Exercise aim.
Return each line of the records with nothing changed, pictures excepted.

<<<<

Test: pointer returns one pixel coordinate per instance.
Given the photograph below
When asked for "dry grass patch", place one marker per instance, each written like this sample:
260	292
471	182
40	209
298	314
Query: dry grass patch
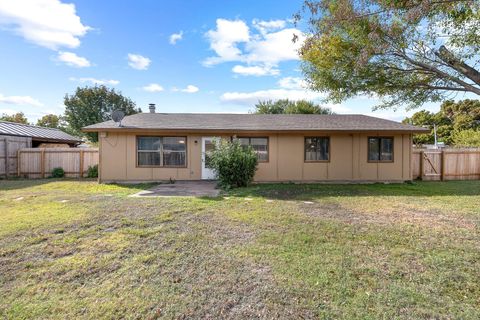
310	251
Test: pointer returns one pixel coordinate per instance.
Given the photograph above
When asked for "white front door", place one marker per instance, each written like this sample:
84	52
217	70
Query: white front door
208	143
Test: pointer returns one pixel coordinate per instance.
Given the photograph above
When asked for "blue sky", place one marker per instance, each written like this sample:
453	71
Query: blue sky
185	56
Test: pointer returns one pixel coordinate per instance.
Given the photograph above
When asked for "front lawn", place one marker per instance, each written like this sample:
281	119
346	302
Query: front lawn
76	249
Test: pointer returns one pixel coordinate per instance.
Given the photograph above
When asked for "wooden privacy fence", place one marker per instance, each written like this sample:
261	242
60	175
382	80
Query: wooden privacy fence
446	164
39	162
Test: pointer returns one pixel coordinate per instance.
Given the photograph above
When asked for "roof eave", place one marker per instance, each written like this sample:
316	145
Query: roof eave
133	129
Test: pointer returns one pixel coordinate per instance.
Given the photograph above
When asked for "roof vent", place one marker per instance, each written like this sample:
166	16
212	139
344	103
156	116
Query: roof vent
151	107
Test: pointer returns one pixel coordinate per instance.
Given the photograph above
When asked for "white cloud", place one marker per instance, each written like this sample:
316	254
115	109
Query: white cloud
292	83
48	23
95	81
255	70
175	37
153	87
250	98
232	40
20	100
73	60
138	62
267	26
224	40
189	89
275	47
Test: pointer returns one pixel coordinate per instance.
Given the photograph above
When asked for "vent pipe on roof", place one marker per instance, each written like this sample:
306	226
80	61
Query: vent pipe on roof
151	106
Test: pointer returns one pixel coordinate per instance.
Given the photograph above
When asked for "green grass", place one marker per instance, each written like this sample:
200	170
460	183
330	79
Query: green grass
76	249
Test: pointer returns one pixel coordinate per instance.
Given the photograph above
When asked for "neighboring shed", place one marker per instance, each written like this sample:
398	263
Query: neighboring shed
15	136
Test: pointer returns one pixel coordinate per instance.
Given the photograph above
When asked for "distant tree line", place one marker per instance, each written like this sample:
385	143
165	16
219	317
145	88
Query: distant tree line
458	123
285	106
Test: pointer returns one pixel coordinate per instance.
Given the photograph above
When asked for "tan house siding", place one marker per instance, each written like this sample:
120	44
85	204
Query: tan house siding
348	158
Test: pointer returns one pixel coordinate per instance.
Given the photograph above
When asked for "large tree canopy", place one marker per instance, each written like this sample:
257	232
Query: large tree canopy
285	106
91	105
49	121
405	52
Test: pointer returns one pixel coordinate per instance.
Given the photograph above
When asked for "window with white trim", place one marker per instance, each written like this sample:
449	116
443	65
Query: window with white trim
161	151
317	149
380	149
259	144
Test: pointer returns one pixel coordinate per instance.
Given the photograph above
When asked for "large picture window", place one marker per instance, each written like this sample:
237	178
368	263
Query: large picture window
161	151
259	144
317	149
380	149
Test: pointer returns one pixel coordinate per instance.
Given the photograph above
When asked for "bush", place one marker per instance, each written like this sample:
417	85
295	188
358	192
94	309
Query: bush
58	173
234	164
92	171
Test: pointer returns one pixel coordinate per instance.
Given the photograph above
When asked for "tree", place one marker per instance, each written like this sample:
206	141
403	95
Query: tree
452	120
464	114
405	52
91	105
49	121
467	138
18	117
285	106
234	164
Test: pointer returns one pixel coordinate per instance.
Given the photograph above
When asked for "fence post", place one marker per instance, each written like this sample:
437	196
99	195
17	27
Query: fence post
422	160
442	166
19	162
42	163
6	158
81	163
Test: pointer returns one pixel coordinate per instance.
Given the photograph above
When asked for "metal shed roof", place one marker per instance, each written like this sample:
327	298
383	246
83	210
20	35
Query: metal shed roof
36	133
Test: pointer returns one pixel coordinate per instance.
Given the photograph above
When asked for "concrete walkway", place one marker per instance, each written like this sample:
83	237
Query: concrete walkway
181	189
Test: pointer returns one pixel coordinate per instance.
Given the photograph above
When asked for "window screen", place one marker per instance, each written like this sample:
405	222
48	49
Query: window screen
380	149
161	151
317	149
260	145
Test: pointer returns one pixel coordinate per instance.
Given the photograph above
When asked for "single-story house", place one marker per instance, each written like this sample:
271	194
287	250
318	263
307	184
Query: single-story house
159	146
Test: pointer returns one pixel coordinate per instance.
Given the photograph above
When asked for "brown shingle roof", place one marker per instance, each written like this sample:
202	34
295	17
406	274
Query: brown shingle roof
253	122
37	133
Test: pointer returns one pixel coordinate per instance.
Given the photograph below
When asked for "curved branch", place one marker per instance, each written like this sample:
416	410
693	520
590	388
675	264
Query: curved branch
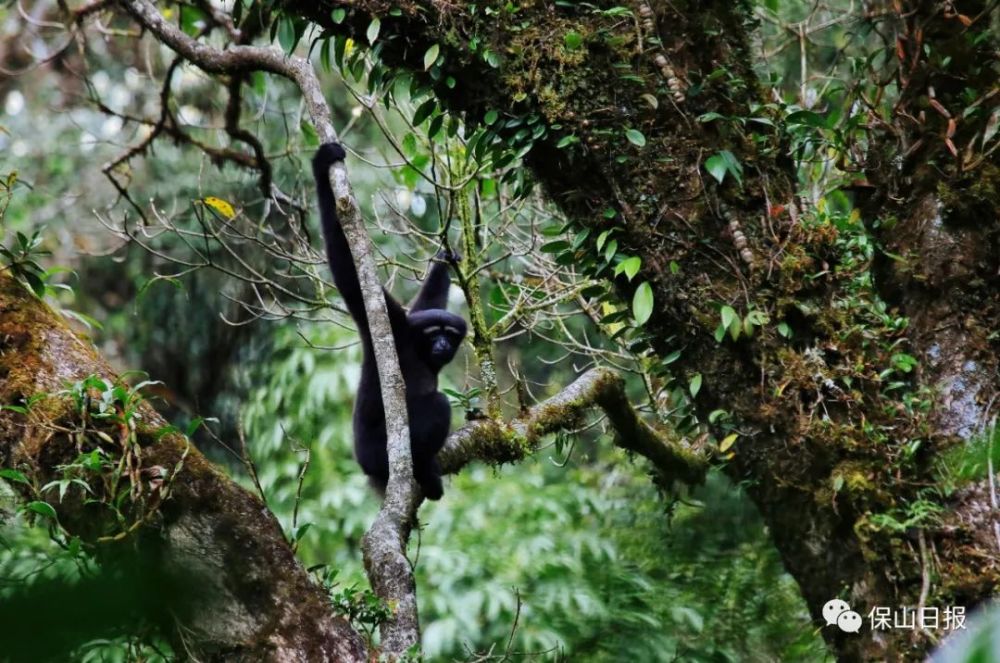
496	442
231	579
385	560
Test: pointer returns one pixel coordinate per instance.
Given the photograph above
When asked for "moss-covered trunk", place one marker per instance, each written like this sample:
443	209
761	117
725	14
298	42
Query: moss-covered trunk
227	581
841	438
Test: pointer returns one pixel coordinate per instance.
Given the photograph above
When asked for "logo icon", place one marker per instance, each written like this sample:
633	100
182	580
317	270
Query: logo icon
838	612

>>>>

Task solution.
Test: pointer returns one pixel coordinate per instance.
Given the photograph below
When asked for "dry grass patch", place one marker per instance, each written like this sample:
260	292
471	182
40	209
298	314
Query: dry grass patch
310	251
Test: pointer returns one pixel coordinate per instance.
Given the photograph above
When asked for "white front door", place one marker per instance, each written like this sample:
84	52
217	70
Query: white front door
208	143
Test: pointer returns one pixel coordinate per instance.
Given the photograph above
When asked for "blue sky", place one marker per instance, each written like this sample:
453	71
Query: blue sky
185	56
Test: pointer returns one pixel coordinate per instance.
Given the photograph above
When asked for "front lawn", place one marker per instance, each written like this sample:
281	119
346	302
Query: front lawn
76	249
Test: pointer returns one pixel coordinate per instance.
Given the photograph above
When asked for "wooden privacy fence", place one marker per instance, each written like this sample:
261	242
60	175
382	80
Query: wooden privacy fence
446	164
39	162
Test: pointer returns one pixel coordinate per instance.
Given the photograph above
When asked for "roof eave", place one marker per instance, each written like this sample:
316	145
Query: roof eave
133	129
Test: pointer returns one pixel coordinate per instance.
Given the photograph above
When asked for "roof vent", place one marker per instance, each written like this sample:
166	16
212	139
344	103
156	116
Query: roof vent
151	107
Test: pointer returns one pixel coordinate per instance.
Given the photograph above
When asked for "white cloud", place one marker per instance, each written like this sample:
316	254
115	109
Query: white cloud
292	83
48	23
95	81
255	70
175	37
153	87
250	98
232	40
20	100
73	60
138	62
267	26
224	40
189	89
275	47
Test: pointer returns one pixel coordinate per instance.
Given the photograph above
When asked for "vent pipe on roof", place one marker per instance, each written like this sample:
306	226
80	61
Query: vent pipe on roof
151	106
Test: pointer returns one pixel coordinate per instance.
Given the photograph above
When asked for "green grass", place one marker per instance, each written like this sample:
200	170
460	183
330	79
Query: green grass
76	249
Test: pointer returns one pixel coordinate per instance.
Given the photograph above
When asked for "neighboring shed", place one marker per instance, each written like this sample:
398	263
Query: neighboring shed
15	136
Test: pointer returns one pixel coordinate per instance.
Given the photograph above
When asked for "distant tree line", place one marker per instance, each written like this sample:
385	143
165	16
219	317
145	88
Query: distant tree line
458	123
285	106
Test: pointer returns one pixel coordinate per instance.
Given the photograph above
When asked for "tan house siding", place one marker per instance, each written like this sample:
120	44
85	204
Query: tan house siding
348	158
Test: pointer returns one pixel coordinate per instance.
Given the photograph above
When asked for "large tree canopy", place one marker per instance, each written like this sample:
257	232
Query: large tree canopy
285	106
91	105
49	121
405	52
Test: pointer returns one pixel coordinate per instance.
Given the photograph above
When asked for "window with white trim", place one marker per instance, each written like this sample:
449	116
443	65
Query: window with white trim
161	151
317	149
380	149
259	144
Test: pointer returns one pixel coordinate per instance.
Given the photograph above
When asked for "large picture window", place one marker per instance, each written like this sample:
237	178
368	263
Query: large picture window
161	151
259	144
317	149
380	149
Test: pointer returns one pixel coordinate per instance.
Given the photograph above
When asked for "bush", place one marker per instance, each written like this sample:
417	85
295	188
358	192
94	309
Query: bush
58	173
234	164
92	171
Test: pointer returns one pixel coordinate per instance.
Given the photograph above
When asked for "tree", place one marker per instance, each written like this sample:
206	141
403	95
Query: tree
452	120
464	114
405	52
91	105
49	121
467	138
18	117
285	106
234	164
Test: pointer returns one pixel coordinate per instance.
Given the photograph above
When asked for "fence post", place one marker per instance, each written like this sample:
437	196
99	195
17	27
Query: fence post
422	160
442	166
19	162
42	163
6	158
81	163
Test: pointer returns one pixel coordinate per instance.
Given the photograph above
When asked for "metal shed roof", place one marker per instance, each written like this sample:
327	298
383	246
83	210
20	35
Query: metal shed roof
36	133
Test: pointer returns one pixel coordinate per instance.
Given the photograph above
When asked for "concrete walkway", place one marker per instance, each written like this sample:
83	237
Query: concrete walkway
181	189
Test: pointer returns one pixel coordinate per instance.
Given the photograph above
When asked for "window screen", place one marker per instance, each written like this sample:
405	222
48	49
Query: window screen
380	149
161	151
317	149
260	145
Test: pointer returns one pixel coordinate per instance.
Given the photograph above
When asked for "single-story house", place one marker per instance, each written like this sample:
271	194
287	250
318	263
307	184
Query: single-story house
159	146
Test: pointer returns one pixel coordinate per instance.
Given the photograph above
When asked for "brown shingle roof", place one marker per instance, each written like this sample:
202	34
295	17
406	274
Query: brown shingle roof
253	122
37	133
Test: pointer returns one pixel coordinate per instance.
Given the photograph below
When asked for "curved branch", place one marker per instance, each written like this sample:
416	410
693	520
590	388
675	264
Query: curved branch
496	442
231	579
385	560
Test: pointer returns one pixel coordinate per instance.
Given the photograph above
When asked for "moss-covered trunk", place one marker per instance, each written like this sample:
443	209
761	117
725	14
298	42
Query: moss-covered trunk
227	581
841	438
Test: pointer returns one pixel coordinate per instance.
Given the photograph above
When asked for "logo icon", place one marker per instance, each written like this sample:
633	100
182	580
317	270
Query: logo icon
838	612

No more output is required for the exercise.